§ Your goal
Can you copy every one of the records below word for word, leaving the picture out?

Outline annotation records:
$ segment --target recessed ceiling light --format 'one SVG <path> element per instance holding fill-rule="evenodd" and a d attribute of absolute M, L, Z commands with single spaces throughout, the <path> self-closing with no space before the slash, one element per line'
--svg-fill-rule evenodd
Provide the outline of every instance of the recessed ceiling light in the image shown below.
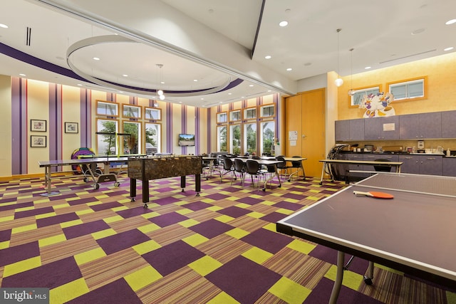
<path fill-rule="evenodd" d="M 415 30 L 412 32 L 412 35 L 418 35 L 419 33 L 423 33 L 423 31 L 425 31 L 424 28 L 418 28 L 418 30 Z"/>
<path fill-rule="evenodd" d="M 456 23 L 456 19 L 448 20 L 445 23 L 446 25 L 449 26 L 450 24 Z"/>

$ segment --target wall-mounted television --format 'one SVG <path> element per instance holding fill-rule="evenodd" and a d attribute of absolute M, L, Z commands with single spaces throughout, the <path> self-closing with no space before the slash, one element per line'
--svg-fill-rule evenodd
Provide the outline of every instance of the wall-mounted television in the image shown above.
<path fill-rule="evenodd" d="M 195 134 L 180 134 L 177 145 L 180 147 L 195 146 Z"/>

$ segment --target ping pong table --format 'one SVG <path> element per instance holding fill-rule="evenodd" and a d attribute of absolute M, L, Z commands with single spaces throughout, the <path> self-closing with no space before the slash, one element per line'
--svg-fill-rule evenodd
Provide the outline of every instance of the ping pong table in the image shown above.
<path fill-rule="evenodd" d="M 394 198 L 356 196 L 353 191 Z M 338 251 L 330 303 L 336 303 L 341 290 L 345 253 L 370 261 L 368 284 L 378 263 L 455 288 L 455 199 L 456 177 L 379 173 L 279 221 L 276 229 Z"/>
<path fill-rule="evenodd" d="M 52 172 L 51 169 L 53 167 L 84 166 L 86 170 L 83 172 L 84 181 L 88 182 L 92 179 L 93 182 L 93 189 L 98 189 L 100 187 L 99 183 L 105 182 L 115 182 L 114 185 L 118 187 L 120 185 L 117 182 L 117 175 L 110 174 L 110 167 L 112 164 L 115 163 L 123 166 L 128 163 L 128 157 L 90 157 L 81 158 L 76 159 L 58 159 L 58 160 L 46 160 L 38 162 L 40 167 L 44 168 L 44 185 L 46 188 L 46 193 L 43 194 L 49 196 L 58 194 L 58 192 L 51 191 Z M 95 172 L 97 164 L 103 164 L 104 168 L 103 173 L 97 176 Z M 61 173 L 61 172 L 53 172 Z"/>

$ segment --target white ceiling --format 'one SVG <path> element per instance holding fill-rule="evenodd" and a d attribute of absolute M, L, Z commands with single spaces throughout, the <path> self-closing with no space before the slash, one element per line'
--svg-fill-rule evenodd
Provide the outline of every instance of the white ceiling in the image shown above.
<path fill-rule="evenodd" d="M 1 2 L 0 74 L 198 107 L 456 51 L 454 0 Z"/>

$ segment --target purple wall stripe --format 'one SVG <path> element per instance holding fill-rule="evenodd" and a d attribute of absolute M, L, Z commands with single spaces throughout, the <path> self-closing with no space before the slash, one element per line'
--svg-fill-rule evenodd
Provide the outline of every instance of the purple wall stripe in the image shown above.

§ Exercise output
$ segment --target recessed ceiling light --format 'one SVG <path> element per instance holding fill-rule="evenodd" and a d attribute of absolute M, L, Z commands with single spaces throughout, the <path> self-closing with no space before the slash, one element per line'
--svg-fill-rule evenodd
Provide the outline of every instance of the recessed ceiling light in the image shown below.
<path fill-rule="evenodd" d="M 415 30 L 412 32 L 412 35 L 418 35 L 419 33 L 423 33 L 423 31 L 425 31 L 424 28 L 418 28 L 418 30 Z"/>
<path fill-rule="evenodd" d="M 456 23 L 456 19 L 448 20 L 445 23 L 446 25 L 449 26 L 450 24 Z"/>

$ segment --target wall-mounted television --format 'one SVG <path> element per instance holding fill-rule="evenodd" and a d attribute of absolute M, L, Z commands with single spaces throughout, the <path> self-closing with no space before the slash, one element per line'
--svg-fill-rule evenodd
Provide the outline of every instance of the wall-mounted television in the image shown above.
<path fill-rule="evenodd" d="M 195 134 L 180 134 L 177 145 L 180 147 L 195 146 Z"/>

$ segment --target ping pong table --format 'one SVG <path> element per instance holding fill-rule="evenodd" and a d attribute of absolute M, L, Z commands with single spaces throughout, the <path> self-closing with no space before the slash, one element per line'
--svg-fill-rule evenodd
Provide the outline of every instance of the ping pong table in the image shown above.
<path fill-rule="evenodd" d="M 394 198 L 356 196 L 353 191 Z M 338 251 L 330 303 L 336 303 L 341 290 L 345 253 L 370 261 L 368 284 L 378 263 L 455 288 L 455 199 L 456 177 L 379 173 L 279 221 L 276 229 Z"/>
<path fill-rule="evenodd" d="M 52 172 L 51 169 L 53 167 L 84 166 L 86 170 L 83 172 L 84 181 L 88 182 L 92 179 L 93 182 L 93 189 L 98 189 L 100 187 L 99 183 L 105 182 L 115 182 L 114 185 L 118 187 L 120 185 L 117 182 L 117 175 L 110 174 L 110 167 L 112 164 L 115 163 L 123 166 L 128 163 L 128 157 L 90 157 L 81 158 L 76 159 L 58 159 L 58 160 L 46 160 L 38 162 L 40 167 L 44 168 L 44 185 L 46 188 L 46 193 L 43 194 L 49 196 L 58 194 L 58 192 L 51 191 Z M 95 172 L 97 164 L 103 164 L 104 168 L 103 173 L 97 176 Z M 61 173 L 61 172 L 53 172 Z"/>

$ segment --target white ceiling --format 'one SVG <path> element per instance holding fill-rule="evenodd" and a d attribute of absolute M, L, Z commands with single spaces throughout, the <path> self-closing with no space before the slash, one element per line'
--svg-fill-rule evenodd
Provide the outline of every instance of the white ceiling in the image shown above.
<path fill-rule="evenodd" d="M 1 2 L 0 74 L 198 107 L 456 51 L 454 0 Z"/>

$ segment --target purple wall stripe --format 'one SVG <path> element per instance holding fill-rule="evenodd" and a d attribute of absolute M, L, Z commands with single spaces throughout, the <path> self-closing with no space before the slash, one element per line'
--svg-fill-rule evenodd
Provide the outline of every instance of the purple wall stripe in the image shown above.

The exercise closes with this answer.